== Source excerpt ==
In this dissertation, we seek to clarify climate dynamics on shorter time scales using models of varying complexity---from complex models, which take several months to simulate 100 years of climate on a supercomputer, to simple climate models (SCMs) that can simulate the same period on a personal computer in less than a minute, in addition to using several observational datasets.

We first characterize the basic climate processes within several SCMs, finding that some comprehensive SCMs fail to capture response timescales of more complex models, for example under BC forcing perturbations. These results suggest where improvements should be made to SCMs, which affect numerous scientific endeavors and illustrates the necessity of integrating fundamental tests into SCM development.
===
== Task instructions ==
1 - According to the climate modeling excerpt, how long do simple climate models take to simulate 100 years of climate on a personal computer?
2 - List every kind of model or dataset that the climate modeling excerpt says the dissertation uses.
The data after this point comes from a different source than the climate modeling excerpt.
== Material supplied ==
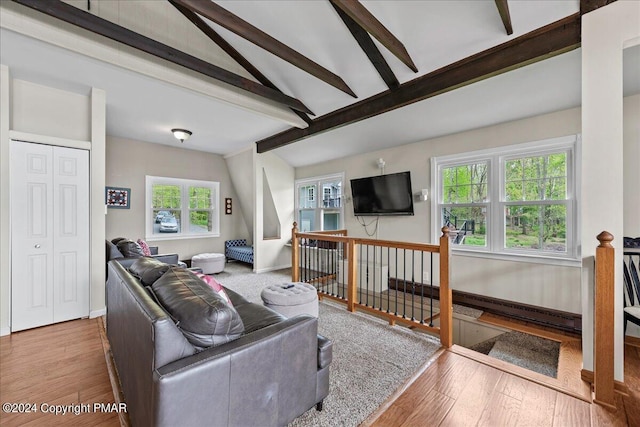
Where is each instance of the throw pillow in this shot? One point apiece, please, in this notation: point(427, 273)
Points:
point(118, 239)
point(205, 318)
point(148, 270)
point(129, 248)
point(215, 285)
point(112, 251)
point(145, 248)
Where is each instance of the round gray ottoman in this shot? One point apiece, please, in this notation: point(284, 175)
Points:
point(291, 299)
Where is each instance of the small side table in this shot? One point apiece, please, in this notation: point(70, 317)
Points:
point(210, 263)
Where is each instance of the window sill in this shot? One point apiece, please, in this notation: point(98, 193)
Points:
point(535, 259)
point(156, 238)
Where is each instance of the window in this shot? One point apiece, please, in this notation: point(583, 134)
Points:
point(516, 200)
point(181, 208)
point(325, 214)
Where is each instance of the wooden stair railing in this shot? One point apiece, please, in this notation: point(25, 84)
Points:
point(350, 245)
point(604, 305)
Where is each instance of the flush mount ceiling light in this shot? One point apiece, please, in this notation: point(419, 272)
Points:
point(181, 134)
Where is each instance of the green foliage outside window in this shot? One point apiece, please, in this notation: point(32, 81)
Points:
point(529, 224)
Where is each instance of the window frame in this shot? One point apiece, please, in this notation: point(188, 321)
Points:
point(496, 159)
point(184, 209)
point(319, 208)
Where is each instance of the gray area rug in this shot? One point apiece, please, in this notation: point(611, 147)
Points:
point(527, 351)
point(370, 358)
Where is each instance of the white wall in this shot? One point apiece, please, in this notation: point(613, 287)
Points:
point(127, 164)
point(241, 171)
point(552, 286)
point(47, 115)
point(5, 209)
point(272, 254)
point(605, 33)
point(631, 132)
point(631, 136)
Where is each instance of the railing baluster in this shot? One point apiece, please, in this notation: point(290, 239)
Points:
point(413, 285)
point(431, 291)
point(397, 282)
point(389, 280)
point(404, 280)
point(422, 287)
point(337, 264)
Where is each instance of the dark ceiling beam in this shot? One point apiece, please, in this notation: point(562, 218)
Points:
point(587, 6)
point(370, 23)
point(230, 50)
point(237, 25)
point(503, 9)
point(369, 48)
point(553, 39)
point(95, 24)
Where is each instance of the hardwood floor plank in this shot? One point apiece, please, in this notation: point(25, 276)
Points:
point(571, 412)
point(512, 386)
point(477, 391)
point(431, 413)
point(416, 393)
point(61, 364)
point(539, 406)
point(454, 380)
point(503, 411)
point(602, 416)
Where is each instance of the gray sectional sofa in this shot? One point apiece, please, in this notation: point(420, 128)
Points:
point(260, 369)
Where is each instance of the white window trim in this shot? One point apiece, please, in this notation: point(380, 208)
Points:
===
== Outputs in order ==
1 - Less than a minute.

2 -
- Complex models
- Simple climate models (SCMs)
- Observational datasets